Cartoon of the quasiparticle scattering processes at the NS interface between the metal tip and the superconductor (a). Note that the velocity of the retroreflected hole is antiparallel to that of the incoming electron, while both have the same momentum (direction of arrow). The importance of the sign change of the gap function, connecting trajectories of the scattered quasiparticle in S with momenta $p_{\mathrm{in}}$ and $p_{\mathrm{out}}$, is shown for (b) isotropic $s$, (c) $d_{xy}$, and (d) $d_{x^2-y^2}$ wave gap functions $\Delta \left(p\right)$ relative to the surface normal $n_S$.

Figure 3

Cartoon of point-contact tunneling process in the BTK regime with tunneling overlap integral $t$.

Figure 4

BTK differential conductance at $T=0$ is plotted for high $\left(t=1.0\right)$ and low $\left(0.1\right)$ transparency with $s$-wave gap ${\Delta }_0=0.2$ and in the normal state with ${\Delta }_0=0$ (dashed red line).

Figure 5

Cartoon of PCS tunneling through the localized state with energy level $E_0$ into the superconductor (SC) for the Lorentzian line shape regime with $t=0$. We show tunneling limits (a) $t_{\mathrm{loc}}\gg v$, (b) $t_{\mathrm{loc}}\sim v$, and (c) $t_{\mathrm{loc}}\ll v$.

Figure 6

Lorentzian differential conductance at $T=0$ for resonant $E_0=0$ (top) and off-resonant $E_0=3$ (bottom) localized state with $s$-wave gap ${\Delta }_0=0.2$ (black solid line) and normal state ${\Delta }_0=0$ (dashed red line). The columns depict from left to right three characteristic parameter sets, $t_{\mathrm{loc}}=1.38,v=0.32,t_{\mathrm{loc}}=v=1.0$, and $t_{\mathrm{loc}}=0.32,v=1.38$.

Brief
Please rewrite the figure captions between "Cartoon of the" and "surface normal $n_S$.", inclusive, and swap "antiparallel" for "opposite".

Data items
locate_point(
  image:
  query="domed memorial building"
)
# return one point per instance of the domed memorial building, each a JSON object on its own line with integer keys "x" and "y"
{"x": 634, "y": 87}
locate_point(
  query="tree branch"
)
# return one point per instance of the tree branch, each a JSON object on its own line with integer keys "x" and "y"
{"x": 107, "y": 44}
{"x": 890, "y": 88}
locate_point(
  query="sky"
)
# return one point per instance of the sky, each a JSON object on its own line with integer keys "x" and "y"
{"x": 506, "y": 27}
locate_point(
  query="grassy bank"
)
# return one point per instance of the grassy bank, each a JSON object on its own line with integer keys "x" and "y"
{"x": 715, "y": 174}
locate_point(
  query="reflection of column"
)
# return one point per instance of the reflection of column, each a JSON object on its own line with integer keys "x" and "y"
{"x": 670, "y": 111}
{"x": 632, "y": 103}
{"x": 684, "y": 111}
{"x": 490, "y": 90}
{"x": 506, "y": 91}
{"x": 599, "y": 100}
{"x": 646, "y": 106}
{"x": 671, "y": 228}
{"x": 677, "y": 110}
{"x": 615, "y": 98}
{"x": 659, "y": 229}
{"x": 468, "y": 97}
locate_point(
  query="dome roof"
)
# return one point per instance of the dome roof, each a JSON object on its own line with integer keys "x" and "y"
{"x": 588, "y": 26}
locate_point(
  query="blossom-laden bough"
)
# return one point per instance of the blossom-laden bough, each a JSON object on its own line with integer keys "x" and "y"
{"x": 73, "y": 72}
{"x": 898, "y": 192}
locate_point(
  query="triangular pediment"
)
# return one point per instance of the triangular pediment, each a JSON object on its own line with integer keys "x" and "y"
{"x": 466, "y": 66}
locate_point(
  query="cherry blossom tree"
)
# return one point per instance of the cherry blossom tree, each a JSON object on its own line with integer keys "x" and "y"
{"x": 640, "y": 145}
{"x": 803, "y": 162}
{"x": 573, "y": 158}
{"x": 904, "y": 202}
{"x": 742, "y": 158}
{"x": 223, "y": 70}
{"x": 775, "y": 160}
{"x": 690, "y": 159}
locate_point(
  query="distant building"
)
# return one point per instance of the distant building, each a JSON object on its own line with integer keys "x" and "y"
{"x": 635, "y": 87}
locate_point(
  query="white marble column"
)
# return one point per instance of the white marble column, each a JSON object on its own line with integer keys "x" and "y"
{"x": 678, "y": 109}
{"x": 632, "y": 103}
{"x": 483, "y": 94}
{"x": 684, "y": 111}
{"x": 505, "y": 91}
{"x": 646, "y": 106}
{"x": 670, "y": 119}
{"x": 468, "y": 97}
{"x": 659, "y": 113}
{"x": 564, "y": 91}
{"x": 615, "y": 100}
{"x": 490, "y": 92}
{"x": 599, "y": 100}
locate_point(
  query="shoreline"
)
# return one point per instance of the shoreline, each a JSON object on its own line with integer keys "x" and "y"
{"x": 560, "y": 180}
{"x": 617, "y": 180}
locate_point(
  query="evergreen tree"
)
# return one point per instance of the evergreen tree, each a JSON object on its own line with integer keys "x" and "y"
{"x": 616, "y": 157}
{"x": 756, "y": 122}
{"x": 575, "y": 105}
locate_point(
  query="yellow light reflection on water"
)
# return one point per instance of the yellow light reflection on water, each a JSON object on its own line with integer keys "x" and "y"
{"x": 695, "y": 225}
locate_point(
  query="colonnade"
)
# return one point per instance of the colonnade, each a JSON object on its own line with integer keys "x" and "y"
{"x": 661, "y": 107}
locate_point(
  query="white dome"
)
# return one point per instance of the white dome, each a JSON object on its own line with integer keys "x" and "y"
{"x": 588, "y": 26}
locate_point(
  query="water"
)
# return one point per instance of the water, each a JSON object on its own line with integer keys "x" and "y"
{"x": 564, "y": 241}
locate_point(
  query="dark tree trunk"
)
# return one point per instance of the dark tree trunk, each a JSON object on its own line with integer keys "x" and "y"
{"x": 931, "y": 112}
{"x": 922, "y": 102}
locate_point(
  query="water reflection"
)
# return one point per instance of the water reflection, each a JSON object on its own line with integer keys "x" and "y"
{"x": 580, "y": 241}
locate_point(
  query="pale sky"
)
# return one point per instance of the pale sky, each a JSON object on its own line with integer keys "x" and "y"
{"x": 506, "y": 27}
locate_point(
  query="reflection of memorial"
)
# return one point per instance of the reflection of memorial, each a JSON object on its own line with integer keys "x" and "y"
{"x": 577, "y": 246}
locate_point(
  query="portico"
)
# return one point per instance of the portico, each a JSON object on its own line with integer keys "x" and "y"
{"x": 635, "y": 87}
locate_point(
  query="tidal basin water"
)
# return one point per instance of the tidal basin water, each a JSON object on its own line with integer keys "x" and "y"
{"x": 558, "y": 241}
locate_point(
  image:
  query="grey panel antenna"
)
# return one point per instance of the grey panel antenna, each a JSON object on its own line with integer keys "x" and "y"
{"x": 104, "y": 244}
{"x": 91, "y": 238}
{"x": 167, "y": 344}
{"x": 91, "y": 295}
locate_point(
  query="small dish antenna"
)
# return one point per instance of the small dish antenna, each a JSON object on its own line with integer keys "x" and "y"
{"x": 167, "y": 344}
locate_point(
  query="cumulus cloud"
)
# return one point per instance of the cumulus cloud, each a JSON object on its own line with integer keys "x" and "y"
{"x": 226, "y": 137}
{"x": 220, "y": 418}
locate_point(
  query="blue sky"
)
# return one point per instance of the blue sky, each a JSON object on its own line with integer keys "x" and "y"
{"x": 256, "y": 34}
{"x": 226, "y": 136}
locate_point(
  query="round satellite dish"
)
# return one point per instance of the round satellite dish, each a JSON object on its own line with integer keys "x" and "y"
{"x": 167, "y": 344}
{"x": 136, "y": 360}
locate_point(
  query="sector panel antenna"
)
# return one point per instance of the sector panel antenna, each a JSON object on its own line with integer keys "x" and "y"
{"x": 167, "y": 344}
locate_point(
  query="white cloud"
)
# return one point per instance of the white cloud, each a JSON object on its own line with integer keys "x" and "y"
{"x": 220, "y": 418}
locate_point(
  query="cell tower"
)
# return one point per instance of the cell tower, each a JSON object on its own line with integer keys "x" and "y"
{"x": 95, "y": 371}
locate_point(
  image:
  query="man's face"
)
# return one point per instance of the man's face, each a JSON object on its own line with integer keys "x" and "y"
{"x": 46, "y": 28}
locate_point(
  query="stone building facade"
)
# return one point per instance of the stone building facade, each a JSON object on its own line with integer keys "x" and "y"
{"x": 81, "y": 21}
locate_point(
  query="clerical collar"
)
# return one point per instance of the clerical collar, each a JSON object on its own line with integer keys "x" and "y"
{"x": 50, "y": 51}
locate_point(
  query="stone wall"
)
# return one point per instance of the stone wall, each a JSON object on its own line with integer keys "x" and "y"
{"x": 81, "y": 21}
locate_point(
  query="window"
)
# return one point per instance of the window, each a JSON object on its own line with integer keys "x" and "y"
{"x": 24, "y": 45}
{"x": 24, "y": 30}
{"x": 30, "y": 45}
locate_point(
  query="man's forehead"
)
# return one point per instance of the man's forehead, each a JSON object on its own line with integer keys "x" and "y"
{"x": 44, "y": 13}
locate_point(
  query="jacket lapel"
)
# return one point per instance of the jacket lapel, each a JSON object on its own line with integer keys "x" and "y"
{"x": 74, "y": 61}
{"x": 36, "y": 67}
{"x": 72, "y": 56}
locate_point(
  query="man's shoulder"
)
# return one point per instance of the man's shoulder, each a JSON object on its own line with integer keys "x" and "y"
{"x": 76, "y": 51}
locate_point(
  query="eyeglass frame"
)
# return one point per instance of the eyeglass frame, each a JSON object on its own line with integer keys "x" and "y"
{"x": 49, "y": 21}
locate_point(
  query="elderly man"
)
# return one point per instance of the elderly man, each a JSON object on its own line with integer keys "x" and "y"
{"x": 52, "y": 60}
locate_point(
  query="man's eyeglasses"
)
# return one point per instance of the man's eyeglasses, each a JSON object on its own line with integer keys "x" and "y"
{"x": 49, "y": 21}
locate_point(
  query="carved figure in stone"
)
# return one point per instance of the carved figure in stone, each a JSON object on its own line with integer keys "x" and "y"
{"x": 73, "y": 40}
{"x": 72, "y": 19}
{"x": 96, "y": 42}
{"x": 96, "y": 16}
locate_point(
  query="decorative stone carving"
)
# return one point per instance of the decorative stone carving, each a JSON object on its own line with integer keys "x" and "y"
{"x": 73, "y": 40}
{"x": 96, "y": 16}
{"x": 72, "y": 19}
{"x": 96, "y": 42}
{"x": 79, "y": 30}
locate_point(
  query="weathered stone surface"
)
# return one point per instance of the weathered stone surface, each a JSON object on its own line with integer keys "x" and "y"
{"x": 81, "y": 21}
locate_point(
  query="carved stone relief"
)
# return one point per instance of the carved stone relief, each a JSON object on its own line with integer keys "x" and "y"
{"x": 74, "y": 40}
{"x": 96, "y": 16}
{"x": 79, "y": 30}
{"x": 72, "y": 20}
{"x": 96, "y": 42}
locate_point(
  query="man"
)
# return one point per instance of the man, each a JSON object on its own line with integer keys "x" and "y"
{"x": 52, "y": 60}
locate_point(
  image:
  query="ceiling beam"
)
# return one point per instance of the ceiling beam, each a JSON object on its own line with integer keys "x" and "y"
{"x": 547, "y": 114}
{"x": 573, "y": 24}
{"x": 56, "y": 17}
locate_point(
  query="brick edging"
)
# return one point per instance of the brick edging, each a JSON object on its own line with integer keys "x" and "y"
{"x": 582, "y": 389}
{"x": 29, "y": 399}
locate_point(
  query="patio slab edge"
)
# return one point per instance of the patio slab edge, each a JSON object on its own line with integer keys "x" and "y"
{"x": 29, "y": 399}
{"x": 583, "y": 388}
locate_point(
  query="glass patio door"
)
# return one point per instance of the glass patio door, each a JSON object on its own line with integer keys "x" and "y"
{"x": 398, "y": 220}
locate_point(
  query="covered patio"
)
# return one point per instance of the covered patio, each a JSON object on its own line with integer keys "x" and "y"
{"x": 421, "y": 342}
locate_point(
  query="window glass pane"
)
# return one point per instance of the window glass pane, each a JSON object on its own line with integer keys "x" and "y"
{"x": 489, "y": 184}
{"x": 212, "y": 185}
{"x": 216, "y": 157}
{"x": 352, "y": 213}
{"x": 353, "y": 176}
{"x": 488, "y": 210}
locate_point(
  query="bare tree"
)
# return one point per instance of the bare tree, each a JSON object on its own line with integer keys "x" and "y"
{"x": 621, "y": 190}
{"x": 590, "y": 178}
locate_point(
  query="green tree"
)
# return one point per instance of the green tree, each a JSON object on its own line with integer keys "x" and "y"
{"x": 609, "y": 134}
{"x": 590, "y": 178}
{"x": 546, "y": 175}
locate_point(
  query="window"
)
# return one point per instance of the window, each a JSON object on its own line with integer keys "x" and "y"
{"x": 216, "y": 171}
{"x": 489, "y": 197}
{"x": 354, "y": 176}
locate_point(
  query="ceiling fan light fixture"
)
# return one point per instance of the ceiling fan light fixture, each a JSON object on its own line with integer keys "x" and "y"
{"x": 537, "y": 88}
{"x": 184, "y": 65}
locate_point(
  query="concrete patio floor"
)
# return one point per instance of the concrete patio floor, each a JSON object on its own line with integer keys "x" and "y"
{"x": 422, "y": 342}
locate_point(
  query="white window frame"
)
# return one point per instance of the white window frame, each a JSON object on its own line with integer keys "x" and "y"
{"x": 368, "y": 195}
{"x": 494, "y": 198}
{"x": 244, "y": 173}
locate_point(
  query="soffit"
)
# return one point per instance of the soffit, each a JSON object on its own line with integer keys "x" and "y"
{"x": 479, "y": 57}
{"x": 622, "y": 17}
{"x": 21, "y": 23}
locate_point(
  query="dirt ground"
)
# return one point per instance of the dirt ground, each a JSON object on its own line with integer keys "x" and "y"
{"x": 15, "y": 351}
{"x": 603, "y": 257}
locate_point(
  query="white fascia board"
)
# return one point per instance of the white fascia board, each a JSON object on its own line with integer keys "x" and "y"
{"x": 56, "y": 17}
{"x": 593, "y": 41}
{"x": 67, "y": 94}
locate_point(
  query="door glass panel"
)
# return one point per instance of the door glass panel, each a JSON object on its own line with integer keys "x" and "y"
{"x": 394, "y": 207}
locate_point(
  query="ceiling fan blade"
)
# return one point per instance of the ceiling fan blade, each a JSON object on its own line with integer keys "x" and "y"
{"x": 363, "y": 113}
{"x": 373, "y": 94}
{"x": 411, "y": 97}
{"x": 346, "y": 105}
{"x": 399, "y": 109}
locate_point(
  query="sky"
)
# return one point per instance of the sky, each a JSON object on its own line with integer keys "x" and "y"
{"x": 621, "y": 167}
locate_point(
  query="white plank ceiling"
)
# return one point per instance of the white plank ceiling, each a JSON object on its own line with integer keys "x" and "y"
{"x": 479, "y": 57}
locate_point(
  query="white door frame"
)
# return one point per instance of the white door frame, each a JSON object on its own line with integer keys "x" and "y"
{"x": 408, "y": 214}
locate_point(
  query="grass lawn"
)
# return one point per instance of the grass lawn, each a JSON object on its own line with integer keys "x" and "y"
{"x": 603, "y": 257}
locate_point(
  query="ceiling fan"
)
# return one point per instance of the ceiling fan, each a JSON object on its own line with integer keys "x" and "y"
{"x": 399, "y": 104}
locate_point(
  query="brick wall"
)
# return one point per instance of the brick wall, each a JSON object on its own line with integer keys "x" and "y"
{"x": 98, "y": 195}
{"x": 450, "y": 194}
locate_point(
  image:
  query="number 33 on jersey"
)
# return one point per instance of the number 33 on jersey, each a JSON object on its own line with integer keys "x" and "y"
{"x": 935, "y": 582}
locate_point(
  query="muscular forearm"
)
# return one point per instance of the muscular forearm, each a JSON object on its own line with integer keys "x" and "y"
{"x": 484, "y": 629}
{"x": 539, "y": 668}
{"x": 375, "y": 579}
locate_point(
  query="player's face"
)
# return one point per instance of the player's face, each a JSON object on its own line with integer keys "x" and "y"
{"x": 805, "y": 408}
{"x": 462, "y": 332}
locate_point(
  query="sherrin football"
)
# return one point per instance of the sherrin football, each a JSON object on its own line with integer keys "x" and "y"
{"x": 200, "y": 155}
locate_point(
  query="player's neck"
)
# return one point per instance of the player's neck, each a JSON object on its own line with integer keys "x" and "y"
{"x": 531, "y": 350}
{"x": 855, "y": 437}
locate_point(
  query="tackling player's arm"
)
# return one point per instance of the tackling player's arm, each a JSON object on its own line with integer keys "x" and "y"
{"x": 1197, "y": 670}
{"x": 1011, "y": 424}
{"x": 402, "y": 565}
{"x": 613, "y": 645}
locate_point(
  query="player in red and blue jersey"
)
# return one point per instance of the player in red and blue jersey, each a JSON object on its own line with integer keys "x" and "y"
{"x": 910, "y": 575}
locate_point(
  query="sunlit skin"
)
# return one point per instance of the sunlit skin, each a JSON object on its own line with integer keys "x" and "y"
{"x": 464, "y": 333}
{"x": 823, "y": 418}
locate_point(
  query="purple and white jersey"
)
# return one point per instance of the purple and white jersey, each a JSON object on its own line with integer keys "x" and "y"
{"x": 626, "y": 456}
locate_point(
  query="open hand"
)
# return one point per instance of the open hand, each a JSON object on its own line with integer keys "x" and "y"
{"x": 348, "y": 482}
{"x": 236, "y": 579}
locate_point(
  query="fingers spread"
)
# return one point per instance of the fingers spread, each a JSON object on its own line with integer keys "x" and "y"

Worked solution
Cartoon of the quasiparticle scattering processes at the NS interface between the metal tip and the superconductor (a). Note that the velocity of the retroreflected hole is opposite to that of the incoming electron, while both have the same momentum (direction of arrow). The importance of the sign change of the gap function, connecting trajectories of the scattered quasiparticle in S with momenta $p_{\mathrm{in}}$ and $p_{\mathrm{out}}$, is shown for (b) isotropic $s$, (c) $d_{xy}$, and (d) $d_{x^2-y^2}$ wave gap functions $\Delta \left(p\right)$ relative to the surface normal $n_S$.